Collection entries
========================================
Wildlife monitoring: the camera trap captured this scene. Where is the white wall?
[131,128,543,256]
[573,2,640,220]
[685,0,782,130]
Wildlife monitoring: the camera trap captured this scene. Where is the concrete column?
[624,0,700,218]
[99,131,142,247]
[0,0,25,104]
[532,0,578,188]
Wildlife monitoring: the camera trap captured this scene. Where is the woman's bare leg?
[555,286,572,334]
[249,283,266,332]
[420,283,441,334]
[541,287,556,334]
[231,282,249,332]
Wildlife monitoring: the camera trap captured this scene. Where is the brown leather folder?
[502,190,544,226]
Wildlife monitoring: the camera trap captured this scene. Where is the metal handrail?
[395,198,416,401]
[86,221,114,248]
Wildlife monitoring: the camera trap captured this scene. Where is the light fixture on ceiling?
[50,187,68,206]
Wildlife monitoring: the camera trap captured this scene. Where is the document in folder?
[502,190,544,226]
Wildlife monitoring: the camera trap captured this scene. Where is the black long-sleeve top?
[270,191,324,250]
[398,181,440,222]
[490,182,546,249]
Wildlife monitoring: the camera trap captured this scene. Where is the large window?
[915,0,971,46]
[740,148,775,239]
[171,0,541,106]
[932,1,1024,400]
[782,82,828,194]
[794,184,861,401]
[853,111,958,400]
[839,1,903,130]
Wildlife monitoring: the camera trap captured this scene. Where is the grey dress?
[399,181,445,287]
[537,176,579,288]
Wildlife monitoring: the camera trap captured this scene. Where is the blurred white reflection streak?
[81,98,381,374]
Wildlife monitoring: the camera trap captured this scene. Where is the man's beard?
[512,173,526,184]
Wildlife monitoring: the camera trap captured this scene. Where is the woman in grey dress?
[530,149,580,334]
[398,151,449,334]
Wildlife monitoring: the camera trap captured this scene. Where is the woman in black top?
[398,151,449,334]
========================================
## WHAT TO PRODUCE
Convert the entries, from the line containing "fixture on ceiling?" through the last line of the entries, into a JSON list of strings with one string per line and no blank lines.

## TASK ANSWER
[
  "Wildlife monitoring: the camera trap captured this scene. Where is the light fixture on ceiling?",
  "[50,187,68,206]",
  "Wildlife monitoring: the camera trap captured this scene. Where is the document in folder?",
  "[502,190,544,226]",
  "Wildlife monitoring: the camera trap captured this scene. Where is the black long-sleeve top?",
  "[270,191,324,250]",
  "[398,181,440,222]",
  "[490,182,546,249]",
  "Wildlife monitoring: the camera trap captured this scene. Where is the large window?",
  "[915,0,971,46]",
  "[740,148,775,239]",
  "[171,0,541,106]",
  "[932,1,1024,400]",
  "[782,82,828,194]",
  "[794,184,861,401]",
  "[853,111,958,400]",
  "[839,1,903,130]",
  "Wildlife monitoring: the camera trap captured this scene. Where is the grey dress?",
  "[399,181,445,287]",
  "[537,176,579,288]",
  "Wildlife monitoring: the camera trap captured this scene. Where is the blurred white reflection streak?",
  "[81,98,381,374]",
  "Wildlife monitoring: the camera trap captured this scene. Where is the man's beard?",
  "[512,173,526,184]",
  "Wildlife monitoring: the camera trap captured this scene. Where is the woman in grey dress?",
  "[530,149,580,334]",
  "[398,151,449,334]",
  "Wildlife monitoring: the camera trap captured this scene. Where is the woman in black top?",
  "[398,151,449,334]"
]